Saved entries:
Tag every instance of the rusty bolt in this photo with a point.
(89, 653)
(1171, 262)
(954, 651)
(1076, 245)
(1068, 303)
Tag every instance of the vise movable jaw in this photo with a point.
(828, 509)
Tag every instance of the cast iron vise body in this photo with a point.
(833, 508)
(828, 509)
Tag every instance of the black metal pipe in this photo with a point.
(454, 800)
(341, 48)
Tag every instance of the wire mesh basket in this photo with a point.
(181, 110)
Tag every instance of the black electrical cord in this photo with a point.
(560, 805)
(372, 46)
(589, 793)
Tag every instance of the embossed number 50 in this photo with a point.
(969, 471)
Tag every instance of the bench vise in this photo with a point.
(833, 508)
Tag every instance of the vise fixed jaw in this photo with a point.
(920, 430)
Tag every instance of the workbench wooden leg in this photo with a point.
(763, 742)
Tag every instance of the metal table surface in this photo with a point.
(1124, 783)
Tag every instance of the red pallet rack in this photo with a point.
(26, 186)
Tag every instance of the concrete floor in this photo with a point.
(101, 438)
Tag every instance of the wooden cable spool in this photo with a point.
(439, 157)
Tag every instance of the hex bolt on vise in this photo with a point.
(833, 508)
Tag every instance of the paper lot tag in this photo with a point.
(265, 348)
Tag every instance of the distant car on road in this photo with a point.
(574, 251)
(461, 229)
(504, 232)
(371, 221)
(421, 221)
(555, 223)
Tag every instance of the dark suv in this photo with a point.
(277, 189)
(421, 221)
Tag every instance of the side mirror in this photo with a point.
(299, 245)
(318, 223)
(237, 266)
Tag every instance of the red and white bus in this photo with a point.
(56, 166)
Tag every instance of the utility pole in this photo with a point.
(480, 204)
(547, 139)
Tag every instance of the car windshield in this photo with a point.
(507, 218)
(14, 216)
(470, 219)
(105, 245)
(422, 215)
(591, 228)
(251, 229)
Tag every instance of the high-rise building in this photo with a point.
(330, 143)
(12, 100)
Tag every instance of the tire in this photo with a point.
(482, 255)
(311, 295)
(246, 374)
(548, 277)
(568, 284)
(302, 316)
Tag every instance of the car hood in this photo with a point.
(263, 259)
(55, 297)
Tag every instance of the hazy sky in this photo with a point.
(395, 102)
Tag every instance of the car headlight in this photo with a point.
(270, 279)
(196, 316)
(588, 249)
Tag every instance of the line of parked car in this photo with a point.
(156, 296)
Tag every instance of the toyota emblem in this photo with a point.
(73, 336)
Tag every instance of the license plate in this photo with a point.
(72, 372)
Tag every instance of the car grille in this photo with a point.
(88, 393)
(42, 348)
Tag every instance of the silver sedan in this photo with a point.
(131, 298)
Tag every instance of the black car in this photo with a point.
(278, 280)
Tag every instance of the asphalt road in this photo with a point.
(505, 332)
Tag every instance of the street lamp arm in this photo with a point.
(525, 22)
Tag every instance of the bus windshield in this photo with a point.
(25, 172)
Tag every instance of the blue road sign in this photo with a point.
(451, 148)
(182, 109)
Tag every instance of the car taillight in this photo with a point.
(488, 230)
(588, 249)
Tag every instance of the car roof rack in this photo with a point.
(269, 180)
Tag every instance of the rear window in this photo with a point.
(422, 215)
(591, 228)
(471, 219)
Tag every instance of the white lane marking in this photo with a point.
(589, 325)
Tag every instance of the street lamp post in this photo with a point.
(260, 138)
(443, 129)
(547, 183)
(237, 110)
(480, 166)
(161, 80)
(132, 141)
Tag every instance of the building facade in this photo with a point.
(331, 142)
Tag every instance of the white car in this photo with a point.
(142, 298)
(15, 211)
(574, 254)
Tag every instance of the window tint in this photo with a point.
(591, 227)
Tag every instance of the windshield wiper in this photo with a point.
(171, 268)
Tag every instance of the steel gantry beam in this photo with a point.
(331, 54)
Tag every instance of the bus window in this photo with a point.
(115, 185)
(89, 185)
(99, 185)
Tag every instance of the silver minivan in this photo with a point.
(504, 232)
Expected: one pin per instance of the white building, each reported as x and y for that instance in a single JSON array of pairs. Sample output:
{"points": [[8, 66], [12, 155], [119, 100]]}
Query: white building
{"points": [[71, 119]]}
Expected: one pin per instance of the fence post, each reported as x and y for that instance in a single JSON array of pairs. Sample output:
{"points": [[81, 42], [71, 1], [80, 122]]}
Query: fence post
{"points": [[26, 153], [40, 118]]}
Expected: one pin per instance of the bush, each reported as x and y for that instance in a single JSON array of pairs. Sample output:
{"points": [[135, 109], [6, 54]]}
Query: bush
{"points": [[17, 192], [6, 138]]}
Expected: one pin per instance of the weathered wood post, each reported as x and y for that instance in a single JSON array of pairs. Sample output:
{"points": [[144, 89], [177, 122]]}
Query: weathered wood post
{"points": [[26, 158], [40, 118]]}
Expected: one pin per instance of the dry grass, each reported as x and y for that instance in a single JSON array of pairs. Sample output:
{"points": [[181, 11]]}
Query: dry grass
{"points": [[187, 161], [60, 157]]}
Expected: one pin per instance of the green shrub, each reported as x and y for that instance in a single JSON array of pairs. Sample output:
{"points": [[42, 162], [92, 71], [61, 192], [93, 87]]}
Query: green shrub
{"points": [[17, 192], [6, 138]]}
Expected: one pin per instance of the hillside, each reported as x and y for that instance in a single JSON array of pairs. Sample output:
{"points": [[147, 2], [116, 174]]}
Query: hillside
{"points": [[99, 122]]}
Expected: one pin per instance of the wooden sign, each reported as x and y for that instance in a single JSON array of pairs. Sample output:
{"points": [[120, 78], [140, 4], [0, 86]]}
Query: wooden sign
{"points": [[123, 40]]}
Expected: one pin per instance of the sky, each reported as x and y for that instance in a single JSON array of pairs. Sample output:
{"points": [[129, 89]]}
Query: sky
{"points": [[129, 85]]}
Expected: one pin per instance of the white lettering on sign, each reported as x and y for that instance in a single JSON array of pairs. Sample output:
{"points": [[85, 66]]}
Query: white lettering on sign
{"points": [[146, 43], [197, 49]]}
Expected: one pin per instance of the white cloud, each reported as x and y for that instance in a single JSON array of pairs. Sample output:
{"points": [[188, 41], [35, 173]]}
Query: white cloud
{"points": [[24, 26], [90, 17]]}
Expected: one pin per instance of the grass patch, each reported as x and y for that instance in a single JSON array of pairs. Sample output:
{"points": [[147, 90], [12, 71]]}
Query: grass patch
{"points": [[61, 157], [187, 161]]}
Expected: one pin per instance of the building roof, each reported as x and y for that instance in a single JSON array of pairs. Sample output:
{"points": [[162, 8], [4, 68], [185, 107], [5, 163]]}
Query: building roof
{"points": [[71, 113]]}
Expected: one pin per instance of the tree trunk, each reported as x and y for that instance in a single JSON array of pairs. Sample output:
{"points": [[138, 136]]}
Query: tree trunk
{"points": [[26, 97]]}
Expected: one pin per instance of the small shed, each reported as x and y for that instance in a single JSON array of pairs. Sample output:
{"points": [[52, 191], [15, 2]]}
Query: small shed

YOUR GOAL —
Transcribe every record above exactly as it appears.

RESPONSE —
Tag every instance of the rusty bolt in this photo with a point.
(89, 653)
(1171, 262)
(954, 651)
(1076, 245)
(1068, 303)
Tag every instance of the vise movable jaw in this photo with a point.
(828, 509)
Tag every instance of the cast iron vise body in this photo with a point.
(833, 508)
(828, 509)
Tag every instance of the black metal pipe in this photo with a point.
(454, 800)
(341, 48)
Tag every instance of the wire mesh basket in this photo with a point.
(181, 110)
Tag every instance of the black electrical cord in this photo with a point.
(560, 805)
(372, 46)
(589, 793)
Tag every instance of the embossed number 50 in this photo with a point.
(969, 471)
Tag every instance of the bench vise in this photo with a point.
(833, 508)
Tag every instance of the vise fixed jaw in this photo with a point.
(920, 430)
Tag every instance of the workbench wooden leg in this photo with a point.
(763, 742)
Tag every instance of the metal table surface in this photo with a point.
(1124, 783)
Tag every instance of the red pallet rack in this photo with a point.
(26, 186)
Tag every instance of the concrete floor in this photo with a point.
(101, 438)
Tag every instance of the wooden cable spool in this photo with a point.
(439, 157)
Tag every instance of the hex bolt on vise in this photo with a point.
(833, 508)
Tag every instance of the paper lot tag in this photo with a point.
(265, 348)
Tag every instance of the distant car on road in this photo with a point.
(574, 251)
(461, 229)
(504, 232)
(371, 221)
(421, 221)
(555, 223)
Tag every instance of the dark suv in this photo with a point.
(277, 189)
(421, 221)
Tag every instance of the side mirror in this photo with a point.
(299, 245)
(318, 223)
(237, 266)
Tag every instance of the red and white bus in this photo with a point.
(56, 166)
Tag every instance of the utility pole in this photo with a point.
(480, 204)
(547, 139)
Tag every instance of the car windshield in this photo with a point.
(507, 218)
(14, 216)
(470, 219)
(105, 245)
(422, 215)
(591, 228)
(251, 229)
Tag every instance of the high-rise building in this photo with a point.
(330, 143)
(12, 100)
Tag every instance of the tire in this photo with a point.
(482, 255)
(311, 295)
(246, 374)
(548, 277)
(568, 284)
(302, 316)
Tag every instance of the car hood in this photo with a point.
(263, 259)
(55, 297)
Tag every instance of the hazy sky in this photo with a point.
(395, 102)
Tag every instance of the car headlight in this photo with a point.
(270, 279)
(196, 316)
(588, 249)
Tag every instance of the line of parked car in this photo with a point.
(156, 296)
Tag every instance of the toyota emblem in this photo with a point.
(73, 336)
Tag every instance of the license plate in this photo with a point.
(72, 372)
Tag every instance of the car grille in this photo with a point.
(88, 393)
(42, 348)
Tag every instance of the silver sedan in this photo with a point.
(131, 298)
Tag every instance of the black car in this photo with a point.
(278, 280)
Tag every instance of the asphalt road in this photo with a point.
(505, 332)
Tag every instance of the street lamp arm in this photo with a point.
(525, 22)
Tag every instance of the bus windshield in this photo with a point.
(25, 172)
Tag every instance of the blue road sign in this photo with a point.
(451, 148)
(182, 109)
Tag every instance of the car taillight in this photo with a point.
(488, 230)
(588, 249)
Tag every instance of the car roof rack in this photo with a point.
(269, 180)
Tag every instance of the rear window in this photo with a point.
(422, 215)
(591, 228)
(471, 219)
Tag every instance of the white lane marking in this photo with a point.
(589, 325)
Tag every instance of the street lamp post in this photo with a point.
(260, 138)
(443, 129)
(547, 183)
(237, 110)
(480, 166)
(161, 80)
(132, 141)
Tag every instance of the building facade in this photo with a point.
(331, 142)
Tag every instance of the white car in this photo with a point.
(142, 298)
(15, 211)
(574, 254)
Tag every instance of the window tint in this photo with a point.
(591, 227)
Tag every instance of the windshield wiper in this photo with a point.
(171, 268)
Tag every instance of the steel gantry beam in this photo with a point.
(331, 54)
Tag every instance of the bus window in this photo with a point.
(115, 185)
(89, 185)
(99, 185)
Tag every instance of the silver minivan in this photo with a point.
(504, 232)
Expected: one pin per instance of the white building, each reported as x and y for that instance in a single JSON array of pairs. Sample output:
{"points": [[8, 66], [12, 155], [119, 100]]}
Query: white building
{"points": [[71, 119]]}
Expected: one pin per instance of the fence post, each reported as x and y for that instance in a single JSON array of pairs. Sample output:
{"points": [[81, 42], [71, 1], [80, 122]]}
Query: fence post
{"points": [[26, 153], [40, 118]]}
Expected: one pin per instance of the bush, each reported as x and y for that instance in a single JSON array of pairs. Sample output:
{"points": [[135, 109], [6, 54]]}
Query: bush
{"points": [[17, 192], [6, 138]]}
Expected: one pin per instance of the weathered wood post, each reported as x and y for that instance in a single JSON array of pairs. Sample output:
{"points": [[144, 89], [177, 122]]}
Query: weathered wood post
{"points": [[26, 158], [40, 118]]}
Expected: one pin per instance of the dry grass, each reported as x and y for that instance in a single JSON array of pairs. Sample output:
{"points": [[181, 11]]}
Query: dry grass
{"points": [[187, 161], [60, 157]]}
Expected: one pin per instance of the green shrub, each reported as x and y for that instance in a single JSON array of pairs. Sample output:
{"points": [[42, 162], [92, 71], [61, 192], [93, 87]]}
Query: green shrub
{"points": [[17, 192], [6, 138]]}
Expected: one pin per instance of the hillside, each reported as x and y for that instance in a single JSON array of pairs. Sample output:
{"points": [[147, 2], [116, 174]]}
Query: hillside
{"points": [[99, 122]]}
Expected: one pin per instance of the wooden sign, each reported as x and y for that instance in a single JSON array of pairs. Sample output:
{"points": [[120, 78], [140, 4], [0, 86]]}
Query: wooden sign
{"points": [[123, 40]]}
Expected: one pin per instance of the sky, each reported as x and y for that instance in a single JSON array of pairs. Sample output:
{"points": [[129, 89]]}
Query: sky
{"points": [[129, 85]]}
Expected: one pin per instance of the white lettering on sign, each reported as x and y for that instance in a single JSON array of pairs. Sample output:
{"points": [[85, 66]]}
Query: white lettering on sign
{"points": [[146, 43], [197, 49]]}
Expected: one pin per instance of the white cloud, each reported as x and y for that instance in a single JSON array of pairs. Sample output:
{"points": [[188, 41], [35, 173]]}
Query: white cloud
{"points": [[24, 26], [90, 17]]}
Expected: one pin per instance of the grass patch, each reported as x and y for that instance in a single JSON array of pairs. Sample output:
{"points": [[147, 90], [12, 71]]}
Query: grass patch
{"points": [[61, 157], [187, 161]]}
Expected: one pin per instance of the building roof, each reported as x and y for that instance in a single JSON array of pairs. Sample output:
{"points": [[162, 8], [4, 68], [185, 107], [5, 163]]}
Query: building roof
{"points": [[71, 113]]}
Expected: one pin per instance of the tree trunk, each reported as x and y for that instance in a single JSON array of pairs. Sample output:
{"points": [[138, 136]]}
Query: tree trunk
{"points": [[26, 97]]}
Expected: one pin per instance of the small shed, each reported as x and y for that instance in a single JSON array of pairs. Sample output:
{"points": [[52, 191], [15, 2]]}
Query: small shed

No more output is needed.